## Document passage:

^^^^^^^^

The number of ships waiting to enter the largest U.S. gateway for trade with Asia reached the highest number since the pandemic began, compounding delays for companies trying to replenish inventories during one of the busiest times of the year for shipping.
Forty-four container ships were at anchor and waiting for berthing space outside the twin ports of Los Angeles and Long Beach, California, late Friday, surpassing the record of 40 initially set in early February, according to officials overseeing shipping traffic in San Pedro Bay. The average wait increased to 7.6 days, up from 6.2 in mid-August, according to Los Angeles port data.
Ships are queuing up because imports are arriving in the world’s largest economy just as inland transportation – such as trucks and rail – faces its own bottlenecks of containers not moving fast enough to distribution centers and warehouses.
Labor shortages are part of the problem, but companies are also trying to stock up ahead of the year-end holidays. August and September are key months for shipping goods from China ahead of that country’s Golden Week in early October.
In addition to these problems, importers that rely on goods from Asia, in particular, have experienced virus-related shipping disruptions, such as the one that Mike Witynski, CEO of Virginia-based discount retailer Dollar Tree Inc. shared on a conference call this week.

^^^^^^^^

## Referring expression data:
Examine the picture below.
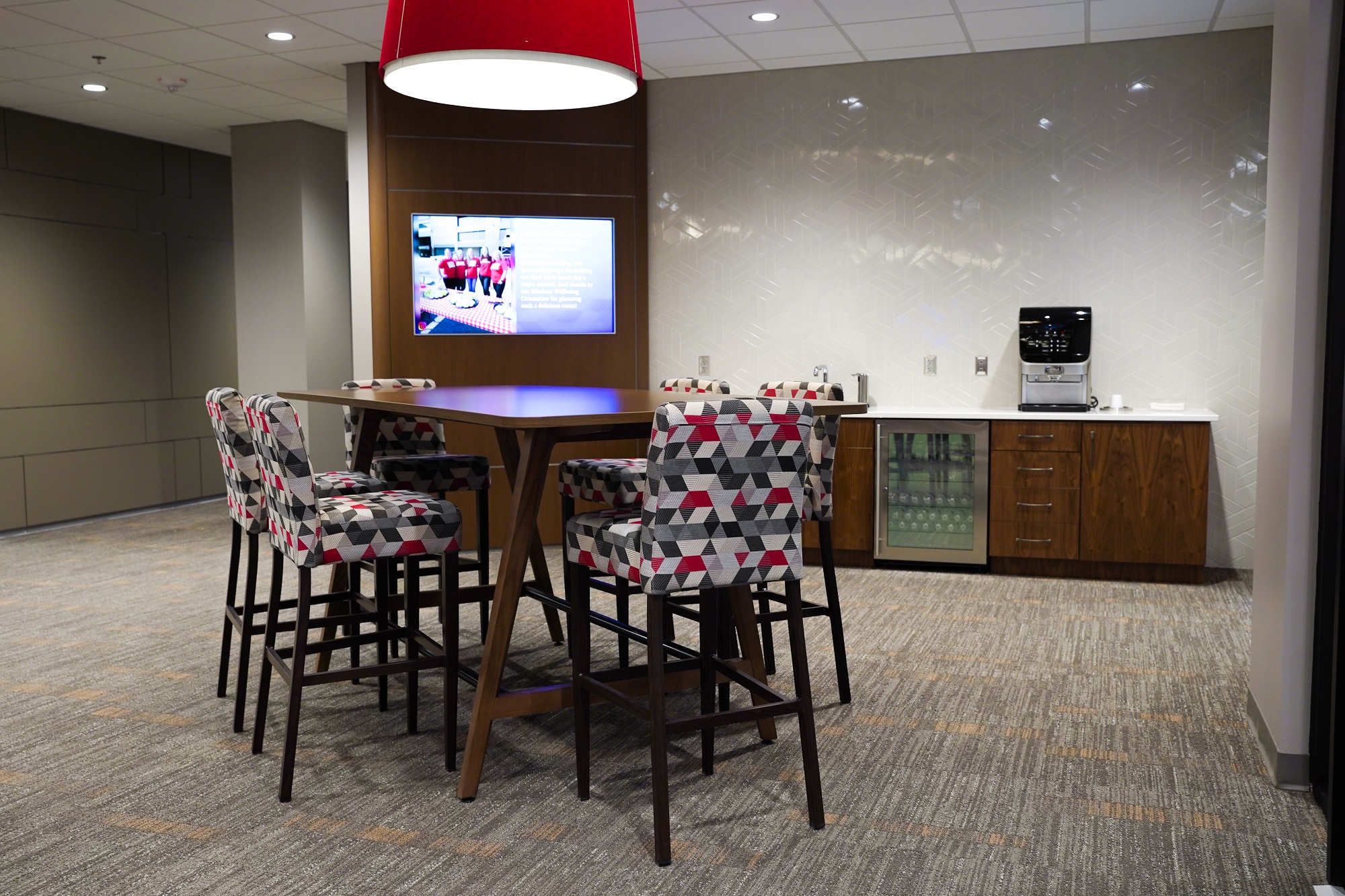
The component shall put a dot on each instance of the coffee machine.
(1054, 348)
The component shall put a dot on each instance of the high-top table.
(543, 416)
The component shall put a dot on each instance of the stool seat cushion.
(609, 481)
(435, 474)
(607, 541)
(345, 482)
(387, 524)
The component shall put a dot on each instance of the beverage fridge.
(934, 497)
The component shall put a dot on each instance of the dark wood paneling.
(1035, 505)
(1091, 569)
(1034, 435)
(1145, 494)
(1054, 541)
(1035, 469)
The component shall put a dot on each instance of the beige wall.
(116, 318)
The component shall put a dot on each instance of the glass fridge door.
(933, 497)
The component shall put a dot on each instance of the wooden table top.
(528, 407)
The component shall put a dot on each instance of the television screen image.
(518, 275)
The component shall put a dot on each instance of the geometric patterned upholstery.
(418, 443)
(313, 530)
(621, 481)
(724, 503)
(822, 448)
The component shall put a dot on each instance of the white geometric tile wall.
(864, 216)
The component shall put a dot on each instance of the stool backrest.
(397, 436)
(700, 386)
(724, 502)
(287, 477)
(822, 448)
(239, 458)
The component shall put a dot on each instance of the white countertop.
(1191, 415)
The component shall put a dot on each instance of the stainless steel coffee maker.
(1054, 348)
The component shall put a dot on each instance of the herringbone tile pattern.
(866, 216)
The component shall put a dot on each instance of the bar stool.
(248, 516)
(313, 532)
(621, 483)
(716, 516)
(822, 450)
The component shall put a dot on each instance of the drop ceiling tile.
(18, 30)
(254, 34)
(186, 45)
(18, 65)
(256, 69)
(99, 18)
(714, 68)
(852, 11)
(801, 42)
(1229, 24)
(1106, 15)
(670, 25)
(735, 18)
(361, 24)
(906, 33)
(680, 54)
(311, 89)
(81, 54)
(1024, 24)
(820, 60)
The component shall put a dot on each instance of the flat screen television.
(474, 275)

^^^^^^^^

## Questions on the material:
(1) Summarize the port backlog article in two sentences.
(2) Rewrite the port backlog article's text starting with "The number of" and going on through "year for shipping.", replacing "replenish" with "restock".

## Solutions:
(1) Forty-four container ships were waiting outside the ports of Los Angeles and Long Beach late Friday, the most since the pandemic began, and the average wait rose to 7.6 days. The queue stems from imports arriving while trucks and rail face their own bottlenecks, along with labor shortages, companies stocking up before the year-end holidays, and virus-related shipping disruptions for importers relying on goods from Asia.

(2)
The number of ships waiting to enter the largest U.S. gateway for trade with Asia reached the highest number since the pandemic began, compounding delays for companies trying to restock inventories during one of the busiest times of the year for shipping.